**Selected extract**
────────────────────────────────────────

Now is the day of salvation

— Midweek Meditations:
thoughts, inspiration and encouragement
from ACF community members —

As we are getting closer to yet another lockdown, with viral infections peaking at rates not seen before, and with yet another morphed variant of the SARS-Cov-2 family starting to spread, there is a lot of sadness and disappointment, and also bickering and backbiting. So what will Christmas be like? And again no fireworks on New Year’s Eve?

To begin with, one of my favourite New Year’s ever was 1981 in Quebec. No fireworks whatsoever. But I admit that ‘Dinner for One’ has taken on a new, weirdly comical aspect – why did we think celebrating somebody’s birthday in the absence of all their friends was funny? It doesn’t feel so funny any more.

So how about Christmas, which for the second time will coincide with a peak in pandemic-related fatalities? Statistically, out of every 50.000 infection cases, about 400 people are expected to die, says Dr. Wieler, head of the RKI. That’s the bad news, supposedly. The good news is that this figure is probably too high – most of the 40- to 50.000 infection cases detected every day at the moment are actually children between the ages of 6 and 14. Who in their overwhelming majority experience the disease as what some of the deniers still claim it is anyway: a cold of sorts. Most of the oldies, including myself, were sensible enough to get vaccinated in time, and even if we get infected, we stand a much better chance than last year around this time.

Which gets me to the other good news: No, the end is not near. Or at least it is not coming from this direction. This is not the pestilence that Luke 21:11 tells us announces the end of times. Just like the plague of 1348 did not ring in doomsday either — many believed it would, back then, but the plague killed indiscriminately, priest and layman, prince and pauper, rendering moot any argumentation that this was a punishment from God. Besides, there was no second coming. Nor was there one in 1918-19, when the Spanish flu killed not the old and the weak and the infirm, as flus are wont to do, but the young and strong and healthy. However, that was what the First World War had been doing for four years already. What was worse, in the public perception, was the fact that science, like the church in the middle ages, appeared utterly incapable of doing anything. So people died, and the second coming didn’t come.

100 years on, and two years into the worst pandemic any of us have ever seen — and yet we are all still here. The excess mortality so far has been 5%. Which means that at least so far, we have done a lot better than in 1348, and in 1919. People stood together, and helped each other a lot more than what we have on the record for the 14th and the 20th centuries. And they went into one lockdown after another, and there were many, many signs of solidarity and of love.

Also, this time around there are scientists who already from today’s viewpoint have worked something very close to miracles, developing effective vaccines within months of the initial outbreak. And they did that because many of them simply shared their data, and their findings. Which is unusual, to say the least. I know what I am talking about. Believe me.

────────────────────────────────────────

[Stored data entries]

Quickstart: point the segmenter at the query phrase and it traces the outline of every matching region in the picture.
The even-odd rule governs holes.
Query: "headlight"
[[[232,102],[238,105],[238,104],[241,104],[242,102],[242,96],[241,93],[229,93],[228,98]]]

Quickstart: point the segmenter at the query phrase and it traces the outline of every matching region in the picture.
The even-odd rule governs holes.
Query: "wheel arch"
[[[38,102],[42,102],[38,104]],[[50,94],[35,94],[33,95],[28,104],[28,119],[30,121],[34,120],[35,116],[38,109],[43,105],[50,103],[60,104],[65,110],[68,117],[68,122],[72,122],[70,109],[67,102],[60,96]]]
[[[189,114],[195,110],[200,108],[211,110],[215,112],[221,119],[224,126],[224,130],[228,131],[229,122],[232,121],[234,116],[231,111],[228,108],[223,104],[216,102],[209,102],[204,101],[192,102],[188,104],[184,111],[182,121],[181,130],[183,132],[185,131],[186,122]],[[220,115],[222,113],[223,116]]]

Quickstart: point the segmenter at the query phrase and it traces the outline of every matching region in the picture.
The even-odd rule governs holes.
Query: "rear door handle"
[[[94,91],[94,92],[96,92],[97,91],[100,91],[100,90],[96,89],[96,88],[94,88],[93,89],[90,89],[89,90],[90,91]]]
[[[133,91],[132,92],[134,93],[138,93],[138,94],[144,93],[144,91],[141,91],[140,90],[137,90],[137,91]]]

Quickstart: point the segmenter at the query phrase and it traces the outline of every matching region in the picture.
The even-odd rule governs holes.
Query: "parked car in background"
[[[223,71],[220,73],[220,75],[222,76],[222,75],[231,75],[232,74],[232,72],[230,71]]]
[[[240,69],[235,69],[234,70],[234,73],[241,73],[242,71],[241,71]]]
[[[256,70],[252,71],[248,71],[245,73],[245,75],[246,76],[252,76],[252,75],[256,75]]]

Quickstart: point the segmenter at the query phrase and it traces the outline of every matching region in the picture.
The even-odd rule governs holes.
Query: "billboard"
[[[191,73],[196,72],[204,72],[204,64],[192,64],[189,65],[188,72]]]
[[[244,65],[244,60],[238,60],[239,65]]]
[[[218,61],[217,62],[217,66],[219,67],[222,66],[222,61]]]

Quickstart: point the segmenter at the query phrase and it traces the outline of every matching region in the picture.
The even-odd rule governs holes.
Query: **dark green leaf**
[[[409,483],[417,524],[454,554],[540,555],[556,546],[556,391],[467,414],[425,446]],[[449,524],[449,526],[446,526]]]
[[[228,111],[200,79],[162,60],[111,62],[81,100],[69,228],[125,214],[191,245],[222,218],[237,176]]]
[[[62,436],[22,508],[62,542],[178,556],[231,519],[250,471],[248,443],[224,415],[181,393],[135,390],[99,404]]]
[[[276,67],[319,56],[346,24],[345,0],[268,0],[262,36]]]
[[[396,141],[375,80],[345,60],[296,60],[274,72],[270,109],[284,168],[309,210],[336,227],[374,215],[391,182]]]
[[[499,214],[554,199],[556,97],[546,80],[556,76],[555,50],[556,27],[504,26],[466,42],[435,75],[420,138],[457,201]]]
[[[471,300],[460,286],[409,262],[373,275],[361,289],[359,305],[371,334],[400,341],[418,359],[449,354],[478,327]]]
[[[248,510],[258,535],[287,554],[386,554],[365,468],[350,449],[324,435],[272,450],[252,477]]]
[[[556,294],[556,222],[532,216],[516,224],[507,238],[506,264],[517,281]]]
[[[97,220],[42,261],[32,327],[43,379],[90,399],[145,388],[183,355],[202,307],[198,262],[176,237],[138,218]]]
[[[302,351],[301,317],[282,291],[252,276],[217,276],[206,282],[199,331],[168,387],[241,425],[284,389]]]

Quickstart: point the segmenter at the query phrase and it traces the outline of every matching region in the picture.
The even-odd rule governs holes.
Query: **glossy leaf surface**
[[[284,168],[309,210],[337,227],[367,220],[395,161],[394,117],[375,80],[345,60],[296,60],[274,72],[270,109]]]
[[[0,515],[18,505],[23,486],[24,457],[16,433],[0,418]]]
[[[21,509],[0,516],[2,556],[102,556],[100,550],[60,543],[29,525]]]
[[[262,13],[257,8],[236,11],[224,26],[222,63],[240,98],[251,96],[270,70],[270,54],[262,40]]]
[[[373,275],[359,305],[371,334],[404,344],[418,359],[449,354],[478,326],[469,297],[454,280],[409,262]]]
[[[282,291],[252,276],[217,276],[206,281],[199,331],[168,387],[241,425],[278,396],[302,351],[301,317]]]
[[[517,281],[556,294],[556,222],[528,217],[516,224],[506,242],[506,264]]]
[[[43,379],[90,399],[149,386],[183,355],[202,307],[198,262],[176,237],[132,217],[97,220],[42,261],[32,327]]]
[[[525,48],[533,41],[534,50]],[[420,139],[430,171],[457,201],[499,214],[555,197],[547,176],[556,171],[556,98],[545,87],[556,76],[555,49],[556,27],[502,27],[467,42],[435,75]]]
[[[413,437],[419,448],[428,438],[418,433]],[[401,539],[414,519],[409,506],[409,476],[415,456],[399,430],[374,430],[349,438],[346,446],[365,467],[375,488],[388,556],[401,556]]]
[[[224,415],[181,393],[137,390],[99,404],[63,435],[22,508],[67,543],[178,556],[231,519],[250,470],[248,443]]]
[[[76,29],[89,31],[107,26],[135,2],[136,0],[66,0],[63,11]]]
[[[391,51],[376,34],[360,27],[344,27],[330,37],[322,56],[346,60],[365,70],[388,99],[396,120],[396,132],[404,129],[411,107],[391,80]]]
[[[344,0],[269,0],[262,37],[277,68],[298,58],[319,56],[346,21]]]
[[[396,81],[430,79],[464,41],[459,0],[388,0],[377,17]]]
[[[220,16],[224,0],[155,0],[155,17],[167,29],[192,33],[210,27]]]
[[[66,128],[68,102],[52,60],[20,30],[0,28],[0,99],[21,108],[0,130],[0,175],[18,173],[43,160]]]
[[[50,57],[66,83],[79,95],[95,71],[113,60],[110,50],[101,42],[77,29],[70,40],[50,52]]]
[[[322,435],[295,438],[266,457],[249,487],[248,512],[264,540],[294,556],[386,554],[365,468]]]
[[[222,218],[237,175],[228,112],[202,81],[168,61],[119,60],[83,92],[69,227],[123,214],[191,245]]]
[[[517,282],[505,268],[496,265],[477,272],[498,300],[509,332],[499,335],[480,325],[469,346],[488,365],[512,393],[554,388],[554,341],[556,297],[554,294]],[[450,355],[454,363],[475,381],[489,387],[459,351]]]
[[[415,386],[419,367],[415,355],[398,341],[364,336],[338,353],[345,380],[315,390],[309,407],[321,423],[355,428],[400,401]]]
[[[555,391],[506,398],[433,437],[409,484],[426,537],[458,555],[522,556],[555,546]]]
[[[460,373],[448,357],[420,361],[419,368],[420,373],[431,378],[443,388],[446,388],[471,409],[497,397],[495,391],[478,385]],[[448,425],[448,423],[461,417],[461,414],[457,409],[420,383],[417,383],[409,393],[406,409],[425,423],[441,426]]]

────────────────────────────────────────

**What the exercise asks**
Copy out the stretch of the meditation from "100 years on, and" through "and of love.".

**Result of the task**
100 years on, and two years into the worst pandemic any of us have ever seen — and yet we are all still here. The excess mortality so far has been 5%. Which means that at least so far, we have done a lot better than in 1348, and in 1919. People stood together, and helped each other a lot more than what we have on the record for the 14th and the 20th centuries. And they went into one lockdown after another, and there were many, many signs of solidarity and of love.